TO DO: Exactly the lines from the one with "Tag each grass" to the end of the data below should be set down, and no others.

EXTRACTED MATERIAL:
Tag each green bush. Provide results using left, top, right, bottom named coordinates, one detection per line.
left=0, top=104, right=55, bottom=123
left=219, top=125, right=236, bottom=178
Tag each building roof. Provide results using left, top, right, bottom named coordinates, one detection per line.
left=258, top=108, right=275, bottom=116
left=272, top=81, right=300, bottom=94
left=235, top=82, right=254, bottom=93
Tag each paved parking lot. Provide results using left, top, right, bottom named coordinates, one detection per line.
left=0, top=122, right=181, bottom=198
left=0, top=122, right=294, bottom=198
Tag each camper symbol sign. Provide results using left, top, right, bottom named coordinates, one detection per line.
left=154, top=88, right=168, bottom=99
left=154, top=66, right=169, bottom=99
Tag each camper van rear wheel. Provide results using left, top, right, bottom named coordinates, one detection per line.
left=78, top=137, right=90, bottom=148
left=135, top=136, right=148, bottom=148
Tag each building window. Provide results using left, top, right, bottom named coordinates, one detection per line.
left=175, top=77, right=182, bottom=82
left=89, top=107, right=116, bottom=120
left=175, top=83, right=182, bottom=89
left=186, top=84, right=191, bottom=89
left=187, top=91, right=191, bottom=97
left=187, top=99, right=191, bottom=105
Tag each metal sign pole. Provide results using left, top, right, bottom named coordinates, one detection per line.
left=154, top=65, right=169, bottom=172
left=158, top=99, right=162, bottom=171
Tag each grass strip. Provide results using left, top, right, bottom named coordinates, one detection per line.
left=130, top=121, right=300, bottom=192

SOLUTION FOR THIS TASK:
Tag each grass strip. Provide results using left, top, right, bottom named coordinates, one detection per line.
left=130, top=121, right=300, bottom=192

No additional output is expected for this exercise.